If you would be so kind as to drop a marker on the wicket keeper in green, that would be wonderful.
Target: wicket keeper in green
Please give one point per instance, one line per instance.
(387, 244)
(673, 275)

==========

Task to carry out -
Quote every one of the entries above word for word, line by line.

Exercise result -
If you would be so kind as to drop a marker on the wicket keeper in green, that would be wonderful.
Target: wicket keeper in green
Please give one point per instance, one line per instance.
(387, 244)
(673, 275)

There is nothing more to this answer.